Work to be completed: An exact transcription of every entry is required. Images are not part of it.

Data provided:

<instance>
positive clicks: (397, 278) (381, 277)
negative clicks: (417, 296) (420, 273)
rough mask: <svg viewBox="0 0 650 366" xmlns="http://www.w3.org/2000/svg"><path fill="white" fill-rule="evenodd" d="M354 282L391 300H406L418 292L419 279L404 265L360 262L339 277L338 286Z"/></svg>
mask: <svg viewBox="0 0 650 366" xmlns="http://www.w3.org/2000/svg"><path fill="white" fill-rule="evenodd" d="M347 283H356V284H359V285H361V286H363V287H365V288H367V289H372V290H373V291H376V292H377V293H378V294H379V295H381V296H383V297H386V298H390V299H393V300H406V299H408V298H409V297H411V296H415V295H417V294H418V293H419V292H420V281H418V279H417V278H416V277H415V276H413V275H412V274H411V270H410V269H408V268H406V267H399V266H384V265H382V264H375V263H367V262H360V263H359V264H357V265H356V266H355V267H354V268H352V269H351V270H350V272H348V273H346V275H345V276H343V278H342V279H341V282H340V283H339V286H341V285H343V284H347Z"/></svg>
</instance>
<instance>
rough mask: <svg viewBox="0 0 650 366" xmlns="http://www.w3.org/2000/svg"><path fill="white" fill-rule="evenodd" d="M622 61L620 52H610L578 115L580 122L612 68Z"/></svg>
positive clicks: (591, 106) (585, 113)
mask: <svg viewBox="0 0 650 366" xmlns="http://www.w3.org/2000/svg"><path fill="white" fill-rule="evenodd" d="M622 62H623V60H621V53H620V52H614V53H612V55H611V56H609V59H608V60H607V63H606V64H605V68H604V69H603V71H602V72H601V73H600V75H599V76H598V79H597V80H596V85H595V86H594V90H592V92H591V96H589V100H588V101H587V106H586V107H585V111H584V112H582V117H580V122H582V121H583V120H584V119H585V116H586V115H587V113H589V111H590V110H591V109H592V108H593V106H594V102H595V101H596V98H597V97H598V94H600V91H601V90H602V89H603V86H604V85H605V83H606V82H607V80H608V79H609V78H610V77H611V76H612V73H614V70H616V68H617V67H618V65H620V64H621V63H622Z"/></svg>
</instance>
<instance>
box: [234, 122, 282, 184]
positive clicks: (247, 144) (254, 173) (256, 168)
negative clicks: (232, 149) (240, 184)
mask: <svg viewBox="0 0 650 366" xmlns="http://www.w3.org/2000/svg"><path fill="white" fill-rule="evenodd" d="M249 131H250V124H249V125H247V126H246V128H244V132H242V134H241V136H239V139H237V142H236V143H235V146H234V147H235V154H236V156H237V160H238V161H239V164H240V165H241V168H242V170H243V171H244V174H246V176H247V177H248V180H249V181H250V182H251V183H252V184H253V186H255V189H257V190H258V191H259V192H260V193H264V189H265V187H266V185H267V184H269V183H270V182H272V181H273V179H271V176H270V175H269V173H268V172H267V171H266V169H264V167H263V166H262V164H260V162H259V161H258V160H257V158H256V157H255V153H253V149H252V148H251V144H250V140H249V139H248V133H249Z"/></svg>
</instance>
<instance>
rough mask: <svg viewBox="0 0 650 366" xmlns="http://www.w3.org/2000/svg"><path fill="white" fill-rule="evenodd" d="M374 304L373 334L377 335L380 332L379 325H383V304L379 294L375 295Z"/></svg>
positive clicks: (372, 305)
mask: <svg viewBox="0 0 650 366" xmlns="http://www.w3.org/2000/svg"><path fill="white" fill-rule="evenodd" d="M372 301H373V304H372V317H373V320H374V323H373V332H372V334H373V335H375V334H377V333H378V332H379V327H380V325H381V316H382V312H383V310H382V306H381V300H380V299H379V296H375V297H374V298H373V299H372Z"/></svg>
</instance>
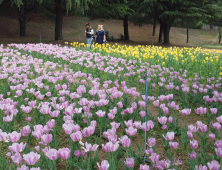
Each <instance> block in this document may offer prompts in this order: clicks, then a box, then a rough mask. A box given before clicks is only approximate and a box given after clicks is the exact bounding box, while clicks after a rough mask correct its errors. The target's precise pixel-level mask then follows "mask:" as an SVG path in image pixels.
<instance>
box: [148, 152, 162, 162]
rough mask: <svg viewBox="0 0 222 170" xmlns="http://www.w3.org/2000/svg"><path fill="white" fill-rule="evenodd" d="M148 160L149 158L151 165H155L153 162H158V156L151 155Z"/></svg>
mask: <svg viewBox="0 0 222 170" xmlns="http://www.w3.org/2000/svg"><path fill="white" fill-rule="evenodd" d="M149 158H150V160H151V161H152V162H153V163H155V162H158V161H159V159H160V155H157V154H156V153H152V154H151V156H150V157H149Z"/></svg>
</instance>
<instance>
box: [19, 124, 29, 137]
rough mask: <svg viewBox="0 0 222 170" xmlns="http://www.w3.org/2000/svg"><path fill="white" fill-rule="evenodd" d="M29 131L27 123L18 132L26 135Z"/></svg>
mask: <svg viewBox="0 0 222 170" xmlns="http://www.w3.org/2000/svg"><path fill="white" fill-rule="evenodd" d="M30 132H31V129H30V126H29V125H27V126H24V127H23V128H22V130H21V131H20V133H21V135H22V136H28V135H29V134H30Z"/></svg>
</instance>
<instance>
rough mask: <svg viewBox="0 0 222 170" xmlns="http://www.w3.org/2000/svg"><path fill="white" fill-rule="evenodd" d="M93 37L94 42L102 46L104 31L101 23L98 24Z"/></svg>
mask: <svg viewBox="0 0 222 170" xmlns="http://www.w3.org/2000/svg"><path fill="white" fill-rule="evenodd" d="M95 39H96V42H95V43H98V44H101V47H102V44H103V43H104V42H106V33H105V31H104V30H103V25H101V24H100V25H98V29H97V30H96V35H95Z"/></svg>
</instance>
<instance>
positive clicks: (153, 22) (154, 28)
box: [152, 19, 156, 36]
mask: <svg viewBox="0 0 222 170" xmlns="http://www.w3.org/2000/svg"><path fill="white" fill-rule="evenodd" d="M155 33H156V19H154V22H153V35H152V36H155Z"/></svg>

Response for this exercise:
<instance>
positive clicks: (397, 278) (381, 277)
negative clicks: (417, 296) (420, 273)
rough mask: <svg viewBox="0 0 650 366" xmlns="http://www.w3.org/2000/svg"><path fill="white" fill-rule="evenodd" d="M354 282L391 300H406L418 292L419 279L404 265L360 262L339 277L338 286Z"/></svg>
mask: <svg viewBox="0 0 650 366" xmlns="http://www.w3.org/2000/svg"><path fill="white" fill-rule="evenodd" d="M347 283H356V284H359V285H361V286H363V287H365V288H367V289H372V290H373V291H376V292H377V293H378V294H379V295H381V296H383V297H386V298H390V299H393V300H406V299H408V298H409V297H411V296H415V295H417V294H418V293H419V292H420V281H418V279H417V278H416V277H415V276H413V275H412V274H411V270H410V269H408V268H406V267H399V266H384V265H382V264H375V263H367V262H360V263H359V264H357V265H356V266H355V267H354V268H352V269H351V270H350V272H348V273H346V275H345V276H343V278H342V279H341V282H340V283H339V286H341V285H343V284H347Z"/></svg>
</instance>
<instance>
rough mask: <svg viewBox="0 0 650 366" xmlns="http://www.w3.org/2000/svg"><path fill="white" fill-rule="evenodd" d="M622 61L620 52H610L578 115L580 122L612 68Z"/></svg>
positive clicks: (591, 106) (585, 113)
mask: <svg viewBox="0 0 650 366" xmlns="http://www.w3.org/2000/svg"><path fill="white" fill-rule="evenodd" d="M622 62H623V60H621V53H620V52H614V53H612V55H611V56H609V59H608V60H607V63H606V64H605V68H604V69H603V71H602V72H601V73H600V75H599V76H598V79H597V80H596V85H595V86H594V90H592V92H591V96H589V100H588V101H587V106H586V107H585V111H584V112H582V117H580V122H582V121H583V120H584V119H585V116H586V115H587V113H589V111H590V110H591V109H592V108H593V106H594V102H595V101H596V98H597V97H598V94H600V91H601V90H602V89H603V86H604V85H605V83H606V82H607V80H608V79H609V78H610V77H611V76H612V73H614V70H616V68H617V67H618V65H620V64H621V63H622Z"/></svg>
</instance>
<instance>
box: [234, 122, 282, 184]
positive clicks: (247, 144) (254, 173) (256, 168)
negative clicks: (232, 149) (240, 184)
mask: <svg viewBox="0 0 650 366" xmlns="http://www.w3.org/2000/svg"><path fill="white" fill-rule="evenodd" d="M249 131H250V124H249V125H247V126H246V128H244V132H242V134H241V136H239V139H237V142H236V143H235V146H234V147H235V154H236V156H237V160H238V161H239V164H240V165H241V168H242V170H243V171H244V174H246V176H247V177H248V180H249V181H250V182H251V183H252V184H253V186H255V189H257V190H258V191H259V192H260V193H264V189H265V187H266V185H267V184H269V183H270V182H272V181H273V179H271V176H270V175H269V173H268V172H267V171H266V169H264V167H263V166H262V164H260V162H259V161H258V160H257V158H256V157H255V153H253V149H252V148H251V144H250V140H249V139H248V133H249Z"/></svg>
</instance>
<instance>
rough mask: <svg viewBox="0 0 650 366" xmlns="http://www.w3.org/2000/svg"><path fill="white" fill-rule="evenodd" d="M374 304L373 334L377 335L380 332L379 325H383V304L379 294L375 295Z"/></svg>
positive clicks: (372, 305)
mask: <svg viewBox="0 0 650 366" xmlns="http://www.w3.org/2000/svg"><path fill="white" fill-rule="evenodd" d="M372 301H373V304H372V317H373V320H374V323H373V332H372V334H373V335H375V334H377V333H378V332H379V327H380V325H381V316H382V312H383V310H382V306H381V300H380V299H379V296H375V297H374V298H373V299H372Z"/></svg>
</instance>
Each <instance> block in this document may offer prompts in this order: clicks, then a box, then a rough mask. A box given before clicks is only approximate and a box given after clicks is the exact bounding box, while clicks after a rough mask correct its errors. The target's precise pixel-level mask then follows "mask:" as an SVG path in image pixels.
<instance>
box: [148, 152, 162, 162]
rough mask: <svg viewBox="0 0 222 170" xmlns="http://www.w3.org/2000/svg"><path fill="white" fill-rule="evenodd" d="M148 160L149 158L151 165H155L153 162H158V156L151 155Z"/></svg>
mask: <svg viewBox="0 0 222 170" xmlns="http://www.w3.org/2000/svg"><path fill="white" fill-rule="evenodd" d="M149 158H150V160H151V161H152V162H153V163H155V162H158V161H159V159H160V155H157V154H156V153H152V154H151V156H150V157H149Z"/></svg>
</instance>
<instance>
box: [19, 124, 29, 137]
rough mask: <svg viewBox="0 0 222 170" xmlns="http://www.w3.org/2000/svg"><path fill="white" fill-rule="evenodd" d="M29 131L27 123L18 132L26 135Z"/></svg>
mask: <svg viewBox="0 0 222 170" xmlns="http://www.w3.org/2000/svg"><path fill="white" fill-rule="evenodd" d="M30 132H31V129H30V126H29V125H27V126H24V127H23V128H22V130H21V131H20V133H21V135H22V136H28V135H29V134H30Z"/></svg>
</instance>
<instance>
rough mask: <svg viewBox="0 0 222 170" xmlns="http://www.w3.org/2000/svg"><path fill="white" fill-rule="evenodd" d="M93 37L94 42L102 46L104 31L101 23L98 24Z"/></svg>
mask: <svg viewBox="0 0 222 170" xmlns="http://www.w3.org/2000/svg"><path fill="white" fill-rule="evenodd" d="M95 39H96V42H95V43H98V44H101V47H102V44H103V43H104V42H106V33H105V31H104V30H103V25H101V24H100V25H98V29H97V30H96V35H95Z"/></svg>
</instance>
<instance>
positive clicks: (153, 22) (154, 28)
box: [152, 19, 156, 36]
mask: <svg viewBox="0 0 222 170" xmlns="http://www.w3.org/2000/svg"><path fill="white" fill-rule="evenodd" d="M155 33H156V19H154V22H153V35H152V36H155Z"/></svg>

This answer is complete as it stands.